- **Exercise requirements**
Please name the private company that, according to the article on the baby's death at St Thomas's hospital, produced the contaminated feeds.

- **Source document**
[Start of Attachment]
Baby feed death

NHS: Private profit kills

Demonstration against NHS cuts at Whipps Cross hospital, East London 21 September 2013, photo Paul Mattsson

Demonstration against NHS cuts at Whipps Cross hospital, East London 21 September 2013, photo Paul Mattsson   (Click to enlarge: opens in new window)

People have rightly been horrified and outraged at the recent tragic death of a premature baby in St Thomas’s hospital in London. The baby’s death is believed to have been caused by septicaemia contracted via contaminated liquid intravenous feed. It is also reported that another 21 babies are being treated after contracting the same infection.

While right-wing newspapers carried front page headlines condemning the “NHS drip”, profiteering private companies’ control over medical supplies is the real issue here.

Claire Job, a nurse in Wales, explains the situation.

The type of feed used in this case is called Total Parental Nutrition (TPN) and it can be tailored to the specific nutritional needs of the patient who is unable to eat food in the normal way. In this specific case the feeds were manufactured to feed premature babies as yet unable to sustain themselves from breast milk alone.

TPN must be completely sterile before administration to the patient. In order for this to be achieved they are made in a special air filtered environment. Many hospitals throughout the UK have their own manufacturing units and products such as TPN and chemotherapy are made by NHS staff working for the hospital pharmacy manufacturing departments.

The feeds linked to the sad death of this baby and the ill-health of many more were produced by a private company called ITH Pharma which has been commissioned to manufacture these products for several NHS trusts. Is this another example of private sector commissioning in the NHS putting lives at risk?

The NHS in England is being dismantled by the Con-Dems with 70% of all NHS contracts being won by private sector bidders. This barrage of privatisation actually drains money from the NHS and frontline services. ITH Pharma is a company on the rise and it is reported by the Sunday Times to have made £12.1 million worth of sales in 2011-12 from NHS services.

The Con-Dems are so blatant in their ideological approach to privatisation in the NHS they have even been considering exempting private suppliers to the NHS from paying tax, to put them on an ‘equal footing’ and help them be more competitive.

ITH Pharma has not shared the specific details of how a contaminant found its way into the feeds of those babies, but we do know that the ‘profit motive’ very often leads to compromising safety and health.
[End of Attachment]
- **Record excerpts**
[Start of Attachment]
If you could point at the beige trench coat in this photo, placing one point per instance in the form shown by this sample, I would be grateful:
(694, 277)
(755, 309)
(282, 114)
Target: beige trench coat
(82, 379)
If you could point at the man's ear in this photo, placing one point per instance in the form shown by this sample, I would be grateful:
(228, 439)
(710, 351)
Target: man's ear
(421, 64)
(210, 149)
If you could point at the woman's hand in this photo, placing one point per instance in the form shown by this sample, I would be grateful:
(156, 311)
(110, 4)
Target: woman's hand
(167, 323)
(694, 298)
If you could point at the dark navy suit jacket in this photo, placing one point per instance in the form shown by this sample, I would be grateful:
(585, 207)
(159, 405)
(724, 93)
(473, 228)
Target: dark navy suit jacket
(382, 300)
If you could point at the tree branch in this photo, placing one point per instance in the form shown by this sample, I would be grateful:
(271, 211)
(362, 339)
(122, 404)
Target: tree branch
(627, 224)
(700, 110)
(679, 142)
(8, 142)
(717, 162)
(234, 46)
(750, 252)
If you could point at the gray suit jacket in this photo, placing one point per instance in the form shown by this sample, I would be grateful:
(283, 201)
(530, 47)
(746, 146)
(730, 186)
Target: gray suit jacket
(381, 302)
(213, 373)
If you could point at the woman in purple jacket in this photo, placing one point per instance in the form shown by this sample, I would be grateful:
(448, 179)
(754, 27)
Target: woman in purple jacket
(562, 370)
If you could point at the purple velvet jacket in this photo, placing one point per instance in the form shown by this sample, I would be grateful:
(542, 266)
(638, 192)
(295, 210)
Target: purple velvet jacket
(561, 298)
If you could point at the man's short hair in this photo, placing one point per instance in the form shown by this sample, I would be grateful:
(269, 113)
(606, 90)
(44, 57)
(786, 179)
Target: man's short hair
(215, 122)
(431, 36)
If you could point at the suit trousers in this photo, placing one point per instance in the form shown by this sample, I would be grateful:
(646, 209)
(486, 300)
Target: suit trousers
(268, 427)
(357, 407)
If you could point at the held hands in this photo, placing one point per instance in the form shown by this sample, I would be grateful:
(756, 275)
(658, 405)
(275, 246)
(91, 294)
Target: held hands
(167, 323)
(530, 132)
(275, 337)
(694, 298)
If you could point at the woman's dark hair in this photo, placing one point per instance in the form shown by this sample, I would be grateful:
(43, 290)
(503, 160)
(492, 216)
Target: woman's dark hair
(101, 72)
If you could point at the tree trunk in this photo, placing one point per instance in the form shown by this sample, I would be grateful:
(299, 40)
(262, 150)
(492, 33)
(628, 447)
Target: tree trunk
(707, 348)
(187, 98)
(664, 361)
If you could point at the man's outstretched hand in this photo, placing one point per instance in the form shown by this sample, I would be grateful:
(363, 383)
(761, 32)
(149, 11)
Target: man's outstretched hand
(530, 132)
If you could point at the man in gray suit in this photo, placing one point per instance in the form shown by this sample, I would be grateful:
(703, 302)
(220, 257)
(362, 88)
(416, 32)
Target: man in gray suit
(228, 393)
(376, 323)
[End of Attachment]
- **Result of this task**
ITH Pharma